Exercise brief
Print the listing below verbatim, passing over each picture.

▬▬▬▬▬▬

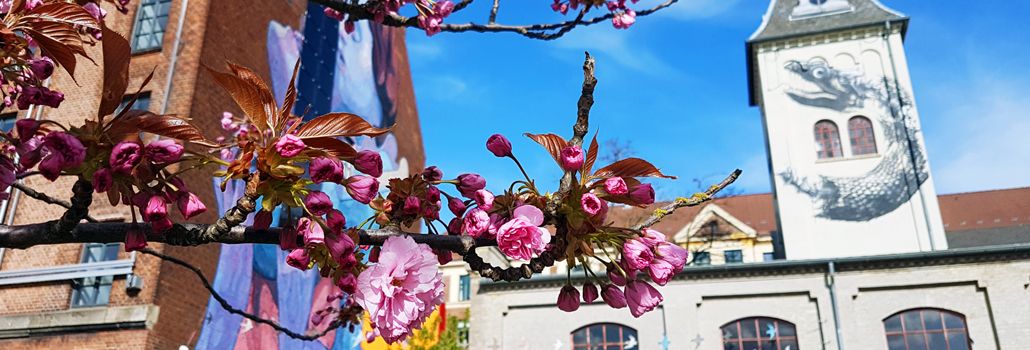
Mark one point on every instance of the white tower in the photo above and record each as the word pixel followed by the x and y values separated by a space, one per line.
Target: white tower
pixel 847 159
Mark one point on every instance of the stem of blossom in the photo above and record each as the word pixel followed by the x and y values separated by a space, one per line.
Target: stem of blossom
pixel 520 168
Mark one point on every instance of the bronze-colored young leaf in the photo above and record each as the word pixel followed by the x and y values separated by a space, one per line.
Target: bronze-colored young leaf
pixel 336 125
pixel 552 143
pixel 591 156
pixel 62 12
pixel 249 97
pixel 334 146
pixel 167 126
pixel 289 100
pixel 116 57
pixel 64 55
pixel 630 167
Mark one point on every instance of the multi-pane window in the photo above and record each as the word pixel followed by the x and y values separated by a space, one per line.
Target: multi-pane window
pixel 7 120
pixel 465 288
pixel 150 22
pixel 702 258
pixel 862 140
pixel 827 140
pixel 95 290
pixel 759 333
pixel 605 336
pixel 733 256
pixel 926 329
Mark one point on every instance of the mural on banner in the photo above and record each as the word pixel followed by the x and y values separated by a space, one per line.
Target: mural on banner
pixel 340 72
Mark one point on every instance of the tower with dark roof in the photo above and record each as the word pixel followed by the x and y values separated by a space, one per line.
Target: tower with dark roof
pixel 849 168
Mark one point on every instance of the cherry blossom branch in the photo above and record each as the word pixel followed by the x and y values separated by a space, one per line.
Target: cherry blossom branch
pixel 695 200
pixel 228 307
pixel 46 199
pixel 551 31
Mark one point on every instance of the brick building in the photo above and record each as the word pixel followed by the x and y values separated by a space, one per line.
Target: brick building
pixel 98 296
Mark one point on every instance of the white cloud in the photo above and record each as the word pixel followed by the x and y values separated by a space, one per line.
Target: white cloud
pixel 691 9
pixel 985 143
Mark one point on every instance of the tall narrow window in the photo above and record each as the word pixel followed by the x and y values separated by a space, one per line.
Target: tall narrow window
pixel 605 336
pixel 148 34
pixel 926 329
pixel 759 333
pixel 827 140
pixel 95 290
pixel 733 256
pixel 862 140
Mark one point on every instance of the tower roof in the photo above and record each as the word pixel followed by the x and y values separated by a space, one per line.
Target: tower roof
pixel 786 19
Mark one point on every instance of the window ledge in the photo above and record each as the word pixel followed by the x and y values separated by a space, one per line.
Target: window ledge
pixel 86 319
pixel 844 159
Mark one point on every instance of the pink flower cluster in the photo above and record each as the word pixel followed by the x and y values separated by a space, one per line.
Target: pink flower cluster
pixel 402 289
pixel 622 15
pixel 651 252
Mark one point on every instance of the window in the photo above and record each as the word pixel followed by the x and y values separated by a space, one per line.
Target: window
pixel 733 256
pixel 759 333
pixel 142 102
pixel 462 334
pixel 95 290
pixel 827 140
pixel 605 336
pixel 149 30
pixel 7 121
pixel 465 288
pixel 862 140
pixel 926 329
pixel 702 257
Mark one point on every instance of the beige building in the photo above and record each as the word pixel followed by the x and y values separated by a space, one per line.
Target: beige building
pixel 852 250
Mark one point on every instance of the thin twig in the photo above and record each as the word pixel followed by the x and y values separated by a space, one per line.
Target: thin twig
pixel 688 202
pixel 225 304
pixel 541 31
pixel 46 199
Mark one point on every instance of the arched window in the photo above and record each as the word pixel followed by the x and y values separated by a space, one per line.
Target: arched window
pixel 862 140
pixel 926 329
pixel 827 140
pixel 605 337
pixel 759 333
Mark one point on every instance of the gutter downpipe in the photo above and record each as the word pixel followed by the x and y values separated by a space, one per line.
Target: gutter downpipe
pixel 11 204
pixel 831 286
pixel 908 141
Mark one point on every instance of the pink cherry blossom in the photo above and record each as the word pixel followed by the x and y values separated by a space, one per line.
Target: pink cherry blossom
pixel 125 156
pixel 163 151
pixel 369 162
pixel 476 222
pixel 569 299
pixel 289 145
pixel 642 298
pixel 521 238
pixel 499 145
pixel 190 204
pixel 402 290
pixel 484 199
pixel 572 159
pixel 616 185
pixel 325 170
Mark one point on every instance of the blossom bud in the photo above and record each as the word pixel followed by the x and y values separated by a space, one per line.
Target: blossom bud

▬▬▬▬▬▬

Task result
Mark one point on every instance of the white tower in the photo above and record each as the word pixel followed by the x and y values separated by a space, one per line.
Target: white tower
pixel 847 159
Mark one point on every instance of the stem of blossom in the photo above and record each as the word pixel followed by the x and y values separated by a space, one per line.
Target: stem of blossom
pixel 520 168
Mark one point on every instance of the bronze-colored young leaf in the photo above and record each as the word pixel followed by the x and y values separated by a space, one per line.
Target: bronze-colored young leaf
pixel 336 125
pixel 552 143
pixel 591 156
pixel 62 12
pixel 249 97
pixel 334 146
pixel 167 126
pixel 289 100
pixel 116 57
pixel 64 55
pixel 630 167
Mark one point on every instance of the multi-pane window in the photo above and record each as the word pixel followed by the x and y values separated by a space, one per line.
Target: multi-pane window
pixel 7 120
pixel 465 288
pixel 150 22
pixel 702 258
pixel 862 140
pixel 827 140
pixel 95 290
pixel 759 333
pixel 605 336
pixel 733 256
pixel 926 329
Mark one point on every instance of the mural on banner in the photo above and record each as the word pixel followed by the x and y values separated by a space, one per line.
Target: mural on banner
pixel 340 72
Mark one point on every instance of the tower with dark roof in the photo above and record each as the word pixel followed by the x and y values separated by a space, one per line.
Target: tower with dark roof
pixel 849 168
Mark one point on every instance of the cherry blossom branch in the photo above and record each as the word pixel followed by the x and y values separated by a space, one per line.
Target: cherry blossom branch
pixel 695 200
pixel 228 307
pixel 46 199
pixel 551 31
Mark one point on every instance of the brick building in the photo above and record each as the word pixel followed by the x and y values separated by a space, one per line.
Target: brick building
pixel 98 296
Mark one point on every instance of the white cloud in the photo above and record each as the word pixel followed by the x and y values separated by a space, one per line.
Target: white cloud
pixel 691 9
pixel 985 143
Mark one point on every instance of the tall narrow window in the photo above and record each as the word pixel followed by the x and y values separated by a space, one per line.
Target: tall narrow window
pixel 605 336
pixel 148 34
pixel 926 329
pixel 759 333
pixel 827 140
pixel 95 290
pixel 733 256
pixel 862 140
Mark one point on every instance of the tower roof in the photo above and record each as the word pixel followed by the x and y values separated by a space, one per line.
Target: tower roof
pixel 786 19
Mark one point on every instance of the window ledge in the photo above and record each as the word pixel followed by the x and y values separated by a space, one per line.
Target: window ledge
pixel 86 319
pixel 844 159
Mark one point on every instance of the pink flower cluster in the photo above and record each as the word pixel followed by the x and y values separated by a space, one per line.
Target: pink flower cluster
pixel 402 289
pixel 622 15
pixel 651 252
Mark one point on every instance of the window in the photo above and record each as the word pixel followed by the x and y values separated by a space, one per line.
Target: window
pixel 733 256
pixel 759 333
pixel 142 102
pixel 462 334
pixel 95 290
pixel 827 140
pixel 605 336
pixel 149 30
pixel 7 121
pixel 465 288
pixel 862 140
pixel 926 329
pixel 702 257
Mark one point on every instance of the beige building in the photo above and record each as the word pixel followed by the x and y values separated by a space, one per line.
Target: beige building
pixel 852 250
Mark one point on every instance of the thin twig in the photo above and record each as the word pixel followed by the x and y values separated by a space, one per line.
Target: thin twig
pixel 688 202
pixel 225 304
pixel 541 31
pixel 46 199
Mark one point on every instance of the arched window in the photo above and record each as the word pixel followed by the x and y values separated by a space, one per line.
Target: arched window
pixel 862 140
pixel 926 329
pixel 827 140
pixel 605 337
pixel 759 333
Mark one point on every instance of the gutter downpipe in the photo above and record each as the word pixel followed by the x and y values separated by a space, one per line.
Target: gutter downpipe
pixel 11 204
pixel 831 286
pixel 908 141
Mark one point on every instance of the pink cherry blossom in the photo above and record each as the word pixel followed by the x and y values separated by a space, one per line.
Target: pink cherry blossom
pixel 125 156
pixel 163 151
pixel 369 162
pixel 476 222
pixel 569 299
pixel 289 145
pixel 642 298
pixel 521 238
pixel 499 145
pixel 190 204
pixel 402 290
pixel 484 199
pixel 572 159
pixel 616 185
pixel 325 170
Mark one point on every instance of the blossom bud in the photo above and record each as the word pixel followed by the x and y values separated by a space, one per line.
Target: blossom bud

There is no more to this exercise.